#### DOCUMENT EXTRACT
I owe all the credit for this project to Arseny Khakhalin (thank you Reddit for helping us connect!) and Bobby Mills from Bard College in New York. They helped me collect all the data on the site, do the analysis, and create these awesome visualizations.

Methodology

How much data are we talking about? Well, a lot.

Here’s how many human drafts we analyzed for each format:

  • M19 Part I – 108,000 drafts (July 2018)
  • M19 Part II – 48,000 drafts (August 2018)
  • DOM – 51,000 drafts (April 2018)
  • RIX (including XLN) – 10,000 drafts (February 2018)

In all, that’s actually over 200,000 drafts!

We simply captured the format being drafted, the cards presented to the user in the pack, and the card the user picked given his or her current card pool.

Animated gif of someone drafting M19

We recorded thousands upon thousands of anonymous user picks

 

For each draft, we looked at the final pile of cards a user ended up with, and dutifully marked which cards were drafted together in a table that reflected all possible “card pairs.” After going through thousands of drafts, we compared these co-occurrences of cards in final draft pools to numbers that you could expect to get by chance, as if all drafts were completely random. Obviously, some pairs of cards were drafted together way more often than you’d expect by random chance, while some cards were drafted together less often.

At this point we used a standard statistical technique called multidimensional scaling to visualize the allegiances of different cards in a nice plot. To do so, we imagined that each card is represented by a point, and distances between these points depend on how often they are drafted together. Cards with a synergy were assigned small distances between them, while cards that are only drafted together by chance were assigned large distances.

We then utilized a function in the statistical computing language R called cmdscale (the whole analysis was performed in R), and asked it to find an arrangement of points in a 2D or 3D space that would achieve these predefined pairwise distances as well as it possibly could. The function finds an arrangement of points, and then we visualize it either with ggplot (for 2D plots), or with rgl package (for 3D), to get the pictures you’ll see below.

Results and Analysis

So enough with the talk about how we got there – let’s see what we found out! We’ll start with the recent M19 data, mostly from August.

Visualizing M19

2D plot with dots representing cards

A 2D visualization of the M19 draft format

On this plot, each point represents a card. Red cards are red, green ones are green, and so on, except that the white cards are gold colored. Colorless and artifact cards are gray. All multicolored cards, regardless of guild, are shown in purple for simplicity’s sake.

If two cards are often drafted together, they are shown close to each other on this plot. If the cards are almost never drafted together, they will be very far from each other on the plot.

Note also that the X and Y axes are not really interpretable; they are just a way to plot the points, but there is no deep meaning to them.

If you’re wondering which card each dot represents, a similar picture that has each point labeled can be found here.

#### DATA SECTION
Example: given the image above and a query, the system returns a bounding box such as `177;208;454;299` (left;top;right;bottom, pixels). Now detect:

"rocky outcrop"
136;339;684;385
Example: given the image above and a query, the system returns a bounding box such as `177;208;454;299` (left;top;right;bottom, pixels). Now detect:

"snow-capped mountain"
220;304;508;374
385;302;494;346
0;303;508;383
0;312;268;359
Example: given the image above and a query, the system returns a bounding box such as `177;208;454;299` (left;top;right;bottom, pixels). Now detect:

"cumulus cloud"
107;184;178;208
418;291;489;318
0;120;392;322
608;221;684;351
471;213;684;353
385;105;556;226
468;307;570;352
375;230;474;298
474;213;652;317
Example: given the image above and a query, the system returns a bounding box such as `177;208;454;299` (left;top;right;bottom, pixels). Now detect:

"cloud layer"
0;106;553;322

==

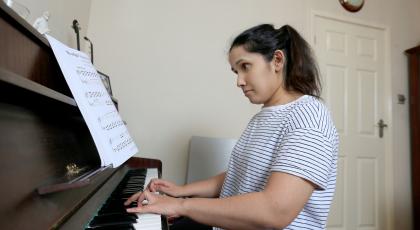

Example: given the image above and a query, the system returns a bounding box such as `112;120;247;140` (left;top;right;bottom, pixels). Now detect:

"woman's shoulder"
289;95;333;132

#### TASK DETAILS
Write the next part of the write-up on mapping which cards get drafted together, starting right after its final sentence.

#### TASK RESULT
As you can see, it is not easy to represent a complex drafting landscape in a 2D image, so a card may be in the center both if it is drafted with any color (like most artifact cards), and also if it is drafted in decks of two opposing colors (like Gruul or Izzet on this plot). But at least you can spot things that are suspicious and investigate them.

Plotting in 3D might be more informative, but the trouble with 3D plots is that you still need to show them on 2D screens, which really limits their utility. Here’s a 3D projection of M19 drafts: pretty, but hard to use.

a rotating cube with x y z axes depicted relative M19 card positions

M19 live and in 3D

Observations

The first thing we can see here is that cards of the same color are drafted together, which seems obvious. But even then, exceptions prove the rule, and we have quite a few interesting exceptions.

m19 graphic showing position of black and white together

For one, the black and white cards (represented by golden dots) don’t form distinct clusters, which hints that in M19 drafts, players tend to pair W with B more often than with any other color, and vice versa.

The reality is a bit more complicated: white and black cards actually do form distinct clusters, but these clusters are closer to each other than any other two color clusters. So when the multidimensional scaling tried to show all cards on a 2D picture, and looked for some complexity to sacrifice, it sort of folded them together. But if you look at the 3D graph earlier, you’ll see that the white and black clusters are actually distinct. This is an artifact of the 2D visualization method, but it is an artifact that appeared for a reason.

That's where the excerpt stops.